## DESCRIPTION OF THE TASK
Copy the listing below word for word, in full.

begin PROVIDED MATERIAL

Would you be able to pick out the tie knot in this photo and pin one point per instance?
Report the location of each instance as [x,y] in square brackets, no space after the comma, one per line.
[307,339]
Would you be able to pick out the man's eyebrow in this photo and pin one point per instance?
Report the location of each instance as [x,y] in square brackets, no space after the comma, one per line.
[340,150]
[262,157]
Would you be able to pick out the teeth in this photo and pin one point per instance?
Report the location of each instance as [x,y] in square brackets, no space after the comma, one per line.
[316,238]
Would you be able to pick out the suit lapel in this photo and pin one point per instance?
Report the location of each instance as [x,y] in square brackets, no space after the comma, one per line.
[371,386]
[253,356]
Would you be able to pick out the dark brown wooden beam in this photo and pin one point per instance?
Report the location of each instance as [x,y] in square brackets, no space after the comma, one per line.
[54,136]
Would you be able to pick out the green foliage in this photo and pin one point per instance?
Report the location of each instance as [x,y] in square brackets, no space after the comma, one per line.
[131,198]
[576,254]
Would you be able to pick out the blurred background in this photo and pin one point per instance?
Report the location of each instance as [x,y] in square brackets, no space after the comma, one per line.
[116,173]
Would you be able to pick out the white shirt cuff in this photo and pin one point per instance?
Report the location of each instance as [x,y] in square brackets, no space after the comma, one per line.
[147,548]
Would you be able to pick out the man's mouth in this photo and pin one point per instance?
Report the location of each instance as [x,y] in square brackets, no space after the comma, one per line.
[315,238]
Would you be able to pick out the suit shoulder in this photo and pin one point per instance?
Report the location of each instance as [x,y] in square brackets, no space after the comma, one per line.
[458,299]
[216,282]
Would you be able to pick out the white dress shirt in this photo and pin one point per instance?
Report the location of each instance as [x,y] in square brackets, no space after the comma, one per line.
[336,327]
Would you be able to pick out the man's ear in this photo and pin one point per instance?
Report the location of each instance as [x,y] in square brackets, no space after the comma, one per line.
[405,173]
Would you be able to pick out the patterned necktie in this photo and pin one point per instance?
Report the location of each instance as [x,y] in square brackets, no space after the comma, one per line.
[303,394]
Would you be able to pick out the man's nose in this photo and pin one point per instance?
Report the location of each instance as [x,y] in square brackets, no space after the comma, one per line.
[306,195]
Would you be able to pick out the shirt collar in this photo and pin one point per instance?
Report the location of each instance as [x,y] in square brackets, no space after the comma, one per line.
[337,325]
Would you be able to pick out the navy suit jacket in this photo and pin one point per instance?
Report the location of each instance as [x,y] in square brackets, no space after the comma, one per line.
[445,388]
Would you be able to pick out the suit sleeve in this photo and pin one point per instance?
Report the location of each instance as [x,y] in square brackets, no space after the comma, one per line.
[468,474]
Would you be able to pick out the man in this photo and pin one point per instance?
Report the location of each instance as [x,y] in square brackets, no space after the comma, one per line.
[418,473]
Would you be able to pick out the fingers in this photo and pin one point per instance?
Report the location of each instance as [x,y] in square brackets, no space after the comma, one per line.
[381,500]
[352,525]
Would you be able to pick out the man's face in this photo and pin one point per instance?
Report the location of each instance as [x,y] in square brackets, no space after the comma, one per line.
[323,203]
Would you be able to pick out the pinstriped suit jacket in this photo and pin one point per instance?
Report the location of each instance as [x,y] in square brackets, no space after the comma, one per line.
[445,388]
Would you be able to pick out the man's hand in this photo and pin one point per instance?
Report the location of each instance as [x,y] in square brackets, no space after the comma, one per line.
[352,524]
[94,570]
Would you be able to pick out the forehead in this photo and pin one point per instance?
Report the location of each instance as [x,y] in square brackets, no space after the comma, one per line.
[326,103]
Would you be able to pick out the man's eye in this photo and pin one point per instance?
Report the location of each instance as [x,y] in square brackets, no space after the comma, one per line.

end PROVIDED MATERIAL

## OUTPUT FOR THIS EXERCISE
Would you be able to pick out the tie knot in this photo and pin one point per instance?
Report the location of each instance as [x,y] in square brackets, no space after the comma, one per line.
[307,339]
Would you be able to pick out the man's eyebrow in this photo and pin one point per instance?
Report the location of each instance as [x,y] in square brackets, no space after the comma, one per line.
[340,150]
[262,157]
Would you be able to pick out the teeth in this photo and pin one point per instance?
Report the location of each instance as [x,y] in square brackets, no space after the comma, one per line.
[316,238]
Would you be able to pick out the suit lapel in this photo and pin one point per instance?
Report the location of each instance as [x,y] in square brackets, no space after the comma, one per line.
[371,386]
[253,356]
Would you be able to pick out the dark brown wooden beam in this photo and pin one point per instance?
Report the location of each instance as [x,y] in square brackets, no space after the comma, one per line.
[54,136]
Would you be able to pick out the green foliage in this photo and pin one point per instance?
Report the location of each instance as [x,y] in square brackets, no space after the comma, one per line.
[131,198]
[576,254]
Would you be able to pick out the blurred background in this photo and pin one point per instance?
Report the location of each instance as [x,y] in square brackets, no space after the comma, one per line.
[116,173]
Would you be able to pick out the white shirt cuff in this photo and pin one point per instance?
Report the location of each instance as [x,y] in square brackets, no space after the comma, one per line.
[147,548]
Would you be able to pick out the man's mouth in this photo and pin one point per instance?
Report the location of each instance as [x,y] in square brackets, no space after the comma, one per line.
[315,238]
Would you be able to pick out the suit shoulder in this photo and pin one point per instance?
Report the location of each instance as [x,y] in square brackets, no space after the comma, one per line.
[458,299]
[216,282]
Would you be able to pick out the white dress shirt in this photo and pin one point per instance?
Report the location of each instance as [x,y] in square brackets, no space after the comma, one per line.
[336,327]
Would you be able to pick out the man's ear in this photo and pin one point per instance?
Report the location of each instance as [x,y] in square brackets, no space after the comma, one per line.
[405,173]
Would you be able to pick out the patterned necktie in this photo and pin one point per instance?
Report the location of each instance as [x,y] in square brackets, no space after the comma, one per line.
[303,394]
Would you be able to pick out the man's nose in this photo and pin one point per instance?
Report the location of each instance as [x,y] in square brackets, no space after the comma, one per line.
[306,195]
Would you be able to pick out the shirt collar in this photo and pin one point per instance?
Report the location of each instance as [x,y] in square brackets, no space after the comma, one per line.
[337,325]
Would you be able to pick out the navy suit jacket in this photo and pin one point per instance?
Report the location of each instance as [x,y] in square brackets, no space after the comma, one per line.
[445,388]
Would you be able to pick out the suit sleeve in this photo and pin one point per instance?
Report the location of each instance as [x,y] in square brackets, no space after the comma, one per line.
[468,474]
Would you be able to pick out the man in this photo and pin one point per instance?
Report the location of each instance as [x,y] in square brackets, no space after the comma, one per line.
[418,473]
Would you be able to pick out the fingers in this photo and pin one point per instance?
Report the location of each instance as [x,y] in square brackets, no space after the comma, one per line.
[381,500]
[352,525]
Would you be able to pick out the man's face in this photo and pin one point per instance?
Report the location of each instance as [x,y] in square brackets, no space after the comma, one per line.
[323,203]
Would you be able to pick out the pinstriped suit jacket in this photo and pin one point per instance?
Report the location of each instance as [x,y] in square brackets, no space after the comma, one per line.
[445,388]
Would you be able to pick out the man's hand in this photo and pin one point per instance?
Report the location of each instance as [x,y] in square brackets, no space after the comma, one per line.
[352,524]
[94,570]
Would you be able to pick out the forehead in this photo and pin one point per instance?
Report the location of each instance as [x,y] in square brackets, no space after the comma, one per line.
[326,103]
Would you be able to pick out the man's eye in this photo and pin one point per instance?
Report the location of each instance as [x,y] in square brackets, no space after the comma, one per line.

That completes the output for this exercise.